| What needs to be done |
Every record that follows must be duplicated exactly, with images left out.

| Entries provided |
┌────────
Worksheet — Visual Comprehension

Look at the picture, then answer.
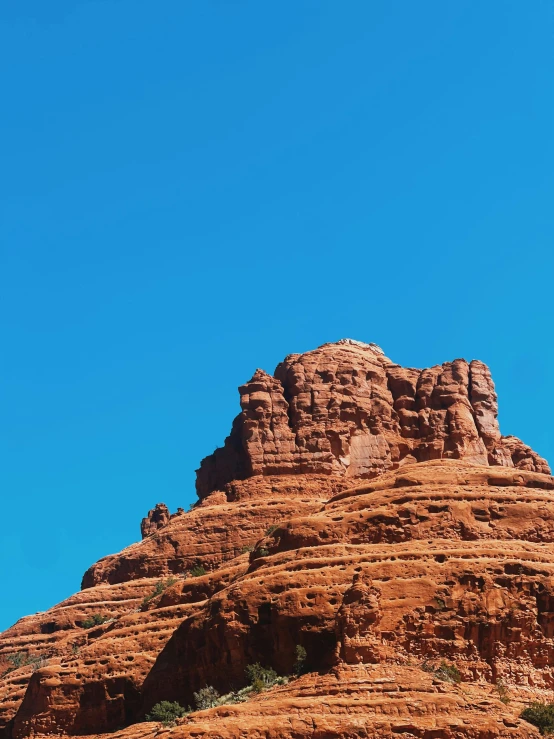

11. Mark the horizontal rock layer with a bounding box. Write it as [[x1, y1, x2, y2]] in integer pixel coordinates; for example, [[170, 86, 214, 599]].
[[2, 461, 554, 739]]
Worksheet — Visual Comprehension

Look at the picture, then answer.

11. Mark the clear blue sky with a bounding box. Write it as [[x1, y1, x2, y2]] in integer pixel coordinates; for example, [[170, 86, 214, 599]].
[[1, 1, 553, 631]]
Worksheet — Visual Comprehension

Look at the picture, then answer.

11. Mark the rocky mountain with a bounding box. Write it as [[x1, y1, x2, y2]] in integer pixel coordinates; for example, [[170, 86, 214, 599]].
[[1, 340, 552, 739]]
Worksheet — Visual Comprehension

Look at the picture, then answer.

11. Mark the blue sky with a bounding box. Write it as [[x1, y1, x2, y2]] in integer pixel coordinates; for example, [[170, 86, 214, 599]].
[[1, 1, 553, 631]]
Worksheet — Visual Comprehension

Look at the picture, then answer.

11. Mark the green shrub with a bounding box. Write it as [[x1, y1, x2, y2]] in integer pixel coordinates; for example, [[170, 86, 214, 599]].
[[193, 686, 220, 710], [240, 545, 254, 554], [7, 652, 27, 669], [265, 525, 278, 536], [245, 663, 279, 691], [4, 652, 47, 675], [190, 565, 207, 577], [145, 701, 187, 725], [521, 703, 554, 734], [82, 614, 108, 629], [256, 547, 269, 558], [434, 661, 461, 684], [293, 645, 307, 676], [142, 577, 178, 607], [496, 680, 510, 704]]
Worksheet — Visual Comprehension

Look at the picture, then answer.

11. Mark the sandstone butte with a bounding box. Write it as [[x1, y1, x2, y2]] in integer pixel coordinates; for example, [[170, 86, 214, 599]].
[[2, 339, 554, 739]]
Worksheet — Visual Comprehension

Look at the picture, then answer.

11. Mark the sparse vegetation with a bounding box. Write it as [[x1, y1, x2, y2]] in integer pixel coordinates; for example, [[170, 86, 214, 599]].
[[434, 661, 461, 684], [434, 597, 446, 611], [240, 545, 254, 554], [141, 577, 178, 607], [81, 614, 108, 629], [189, 565, 207, 577], [145, 701, 188, 725], [245, 663, 279, 692], [193, 686, 220, 710], [521, 702, 554, 735], [293, 644, 307, 676], [27, 655, 48, 672], [265, 525, 278, 536], [495, 680, 510, 704], [3, 652, 48, 676], [421, 660, 461, 684], [146, 662, 291, 721], [7, 652, 27, 669], [256, 547, 269, 558]]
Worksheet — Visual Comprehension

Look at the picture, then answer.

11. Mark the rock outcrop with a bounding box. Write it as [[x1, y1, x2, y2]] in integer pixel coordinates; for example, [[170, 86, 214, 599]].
[[196, 341, 549, 498], [140, 504, 171, 539], [0, 340, 552, 739]]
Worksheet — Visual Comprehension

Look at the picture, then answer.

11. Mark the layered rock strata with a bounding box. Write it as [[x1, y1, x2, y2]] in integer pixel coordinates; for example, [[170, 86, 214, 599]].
[[0, 340, 552, 739]]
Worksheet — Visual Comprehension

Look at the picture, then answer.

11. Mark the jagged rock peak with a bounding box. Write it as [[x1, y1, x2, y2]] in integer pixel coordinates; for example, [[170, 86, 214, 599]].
[[140, 503, 185, 539], [141, 503, 171, 539], [195, 341, 550, 498]]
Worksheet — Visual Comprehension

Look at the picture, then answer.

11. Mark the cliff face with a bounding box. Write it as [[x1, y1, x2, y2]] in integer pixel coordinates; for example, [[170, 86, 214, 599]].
[[196, 340, 549, 498], [0, 341, 552, 739]]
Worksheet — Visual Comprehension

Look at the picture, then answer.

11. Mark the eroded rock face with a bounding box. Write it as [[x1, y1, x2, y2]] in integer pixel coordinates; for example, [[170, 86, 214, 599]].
[[140, 503, 170, 539], [1, 341, 552, 739], [196, 342, 550, 498]]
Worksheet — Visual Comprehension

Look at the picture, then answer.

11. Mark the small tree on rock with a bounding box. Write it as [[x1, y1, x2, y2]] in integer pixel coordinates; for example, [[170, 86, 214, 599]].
[[145, 701, 187, 725], [293, 644, 307, 676]]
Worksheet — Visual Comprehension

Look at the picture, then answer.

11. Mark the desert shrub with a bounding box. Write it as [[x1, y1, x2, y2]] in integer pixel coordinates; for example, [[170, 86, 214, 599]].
[[7, 652, 27, 669], [142, 577, 178, 607], [293, 644, 307, 676], [434, 661, 461, 684], [82, 614, 108, 629], [193, 686, 220, 710], [265, 525, 278, 536], [256, 547, 269, 558], [521, 703, 554, 734], [217, 686, 253, 705], [27, 655, 47, 672], [4, 652, 47, 675], [245, 663, 279, 692], [189, 565, 207, 577], [240, 545, 253, 554], [496, 680, 510, 704], [146, 701, 187, 725]]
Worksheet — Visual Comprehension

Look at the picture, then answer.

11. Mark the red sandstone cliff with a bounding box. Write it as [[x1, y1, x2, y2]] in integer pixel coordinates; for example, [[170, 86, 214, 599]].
[[196, 340, 548, 497], [0, 340, 552, 739]]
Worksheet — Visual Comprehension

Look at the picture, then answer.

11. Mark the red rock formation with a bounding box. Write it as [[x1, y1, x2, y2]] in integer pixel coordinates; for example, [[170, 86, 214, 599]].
[[140, 504, 170, 539], [196, 341, 549, 498], [0, 340, 552, 739]]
└────────
| Task output |
Worksheet — Visual Comprehension

Look at the picture, then answer.

11. Mark the horizontal rock layer with a bounding box. Write it as [[x1, y1, x2, y2]] in integer pixel coordinates; for example, [[170, 86, 214, 599]].
[[2, 461, 554, 739]]
Worksheet — Visual Comprehension

Look at the picture, then answer.

11. Mark the clear blue sky with a bounding box. Write it as [[x1, y1, x2, y2]] in integer pixel coordinates; for example, [[170, 86, 214, 599]].
[[1, 1, 553, 631]]
Worksheet — Visual Comprehension

Look at the picture, then answer.

11. Mark the rocky mountain with a bounding box. Write it as [[x1, y1, x2, y2]] in integer pixel coordinates; for example, [[170, 86, 214, 599]].
[[1, 340, 552, 739]]
Worksheet — Visual Comprehension

Look at the picture, then answer.

11. Mark the blue sky with a bounding box. Write it as [[x1, y1, x2, y2]] in integer pixel coordinates; for example, [[170, 86, 214, 599]].
[[1, 1, 553, 631]]
Worksheet — Visual Comprehension

Look at the picture, then answer.

11. Mark the green shrub with a bounding box. Write it as [[x1, y1, x2, y2]] in integer pixel coordinates; for example, [[170, 86, 214, 599]].
[[193, 686, 220, 710], [240, 545, 254, 554], [7, 652, 27, 669], [265, 525, 278, 536], [245, 663, 279, 691], [4, 652, 47, 675], [190, 565, 207, 577], [145, 701, 187, 725], [521, 703, 554, 734], [82, 614, 108, 629], [256, 547, 269, 558], [434, 661, 461, 684], [293, 645, 307, 676], [142, 577, 178, 607], [496, 680, 510, 704]]
Worksheet — Visual Comprehension

Look at the picture, then answer.

11. Mark the sandstone butte with a bounding box. Write it as [[x1, y1, x2, y2]] in integer pixel coordinates; for example, [[170, 86, 214, 599]].
[[2, 339, 554, 739]]
Worksheet — Visual Comprehension

Look at the picture, then answer.

11. Mark the sparse vegetation with a bounding box. Write it as [[x1, y1, x2, y2]] in integer pixel coordinates; for example, [[170, 86, 214, 599]].
[[434, 661, 461, 684], [434, 597, 446, 611], [240, 545, 254, 554], [141, 577, 178, 607], [81, 614, 108, 629], [189, 565, 207, 577], [145, 701, 188, 725], [245, 663, 279, 692], [193, 686, 220, 710], [521, 702, 554, 735], [293, 644, 307, 676], [27, 655, 48, 672], [265, 525, 278, 536], [495, 680, 510, 704], [3, 652, 48, 676], [421, 660, 461, 684], [146, 662, 291, 721], [7, 652, 27, 669], [256, 547, 269, 558]]
Worksheet — Visual Comprehension

Look at the picture, then answer.

11. Mark the rock outcrop with a bounding box. Write it as [[x1, y1, x2, y2]] in integer pixel coordinates; for example, [[170, 86, 214, 599]].
[[196, 341, 549, 498], [140, 504, 171, 539], [0, 340, 552, 739]]
Worksheet — Visual Comprehension

Look at the picture, then answer.

11. Mark the layered rock strata with a bounding box. Write it as [[x1, y1, x2, y2]] in integer pixel coordinates; for example, [[170, 86, 214, 599]].
[[0, 340, 552, 739]]
Worksheet — Visual Comprehension

Look at the picture, then answer.

11. Mark the jagged rock peak with a bounding box. Write it as [[x1, y1, x2, y2]] in integer pixel coordinates; for example, [[170, 86, 214, 599]].
[[140, 503, 185, 539], [141, 503, 171, 539], [195, 341, 550, 498]]
Worksheet — Visual Comprehension

Look at the picture, then answer.

11. Mark the cliff face with a bounding box. Write it as [[x1, y1, x2, y2]] in integer pixel coordinates; for example, [[170, 86, 214, 599]].
[[196, 340, 549, 498], [0, 341, 552, 739]]
Worksheet — Visual Comprehension

Look at the picture, then answer.

11. Mark the eroded rock face with a bounding box. Write it as [[x1, y1, x2, y2]] in integer pixel coordinates; for example, [[170, 86, 214, 599]].
[[140, 503, 170, 539], [1, 341, 552, 739], [196, 342, 550, 498]]
Worksheet — Visual Comprehension

Look at the picture, then answer.

11. Mark the small tree on rock with a bounding box. Write it as [[x1, y1, x2, y2]] in integer pixel coordinates; for example, [[170, 86, 214, 599]].
[[145, 701, 187, 725], [293, 644, 307, 676]]
Worksheet — Visual Comprehension

Look at the picture, then answer.

11. Mark the desert shrub with a bounding box. Write it as [[x1, y1, x2, y2]] in integer pixel coordinates; for example, [[170, 86, 214, 599]].
[[7, 652, 27, 669], [142, 577, 178, 607], [293, 644, 307, 676], [434, 661, 461, 684], [82, 614, 108, 629], [193, 686, 220, 710], [265, 525, 278, 536], [256, 547, 269, 558], [521, 703, 554, 734], [217, 686, 253, 705], [27, 655, 47, 672], [4, 652, 47, 675], [245, 663, 279, 692], [189, 565, 207, 577], [240, 545, 253, 554], [496, 680, 510, 704], [146, 701, 187, 725]]
Worksheet — Visual Comprehension

Look at the picture, then answer.

11. Mark the red sandstone cliff with a bounding box. Write it as [[x1, y1, x2, y2]] in integer pixel coordinates; for example, [[170, 86, 214, 599]].
[[196, 340, 548, 497], [0, 340, 552, 739]]
Worksheet — Visual Comprehension

Look at the picture, then answer.

11. Mark the red rock formation with a bounding box. Write it as [[x1, y1, x2, y2]] in integer pixel coordinates; for example, [[170, 86, 214, 599]].
[[140, 504, 170, 539], [196, 341, 549, 498], [0, 340, 552, 739]]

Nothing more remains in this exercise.